**SOURCE EXCERPT:**

Friday, July 31, 2020

How do Jordanians view the efforts to bring the Sbarro bomber to justice? - by Arnold Roth

Our comment: From the outset let it be clear. While the focus here is a woman who confesses publicly and repeatedly to bombing a restaurant filled with children, and who faces the likelihood of a lifetime sentence if she is ever put on trial in Washington DC, the author of this op ed is concerned with what this says about the view the United States has of the Hashemite Kingdom of Jordan. The fugitive killer and what she did raises not a single word of criticism in what follows. There is a victim in this narrative according to the pundit who write this. That victim is Jordan. 

Arnold/Frimet Roth
.. 
This Ongoing War.. 
28 July '20.. 

It doesn't matter which Arab publication carried the article below. Or the identity or credentials of the person who wrote it. Or that person's religious, ideological or political alignment.

**DATA SEGMENT:**
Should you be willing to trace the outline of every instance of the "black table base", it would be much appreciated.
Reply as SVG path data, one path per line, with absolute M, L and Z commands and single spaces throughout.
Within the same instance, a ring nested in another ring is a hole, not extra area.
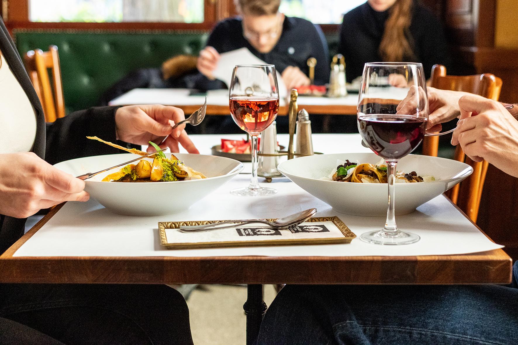
M 249 284 L 247 289 L 247 301 L 243 305 L 247 315 L 247 345 L 255 345 L 267 307 L 263 300 L 262 284 Z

**EXERCISE DESCRIPTION:**
Answer these questions about the post on the Sbarro bomber:
1. What date appears at the top of the post?
2. In which city could the bomber face a lifetime sentence if put on trial?
3. According to the comment, whom does the op-ed's writer treat as the victim?
The material plays no part in this work.

**OUTPUT BELOW:**
1. Friday, July 31, 2020
2. Washington DC
3. Jordan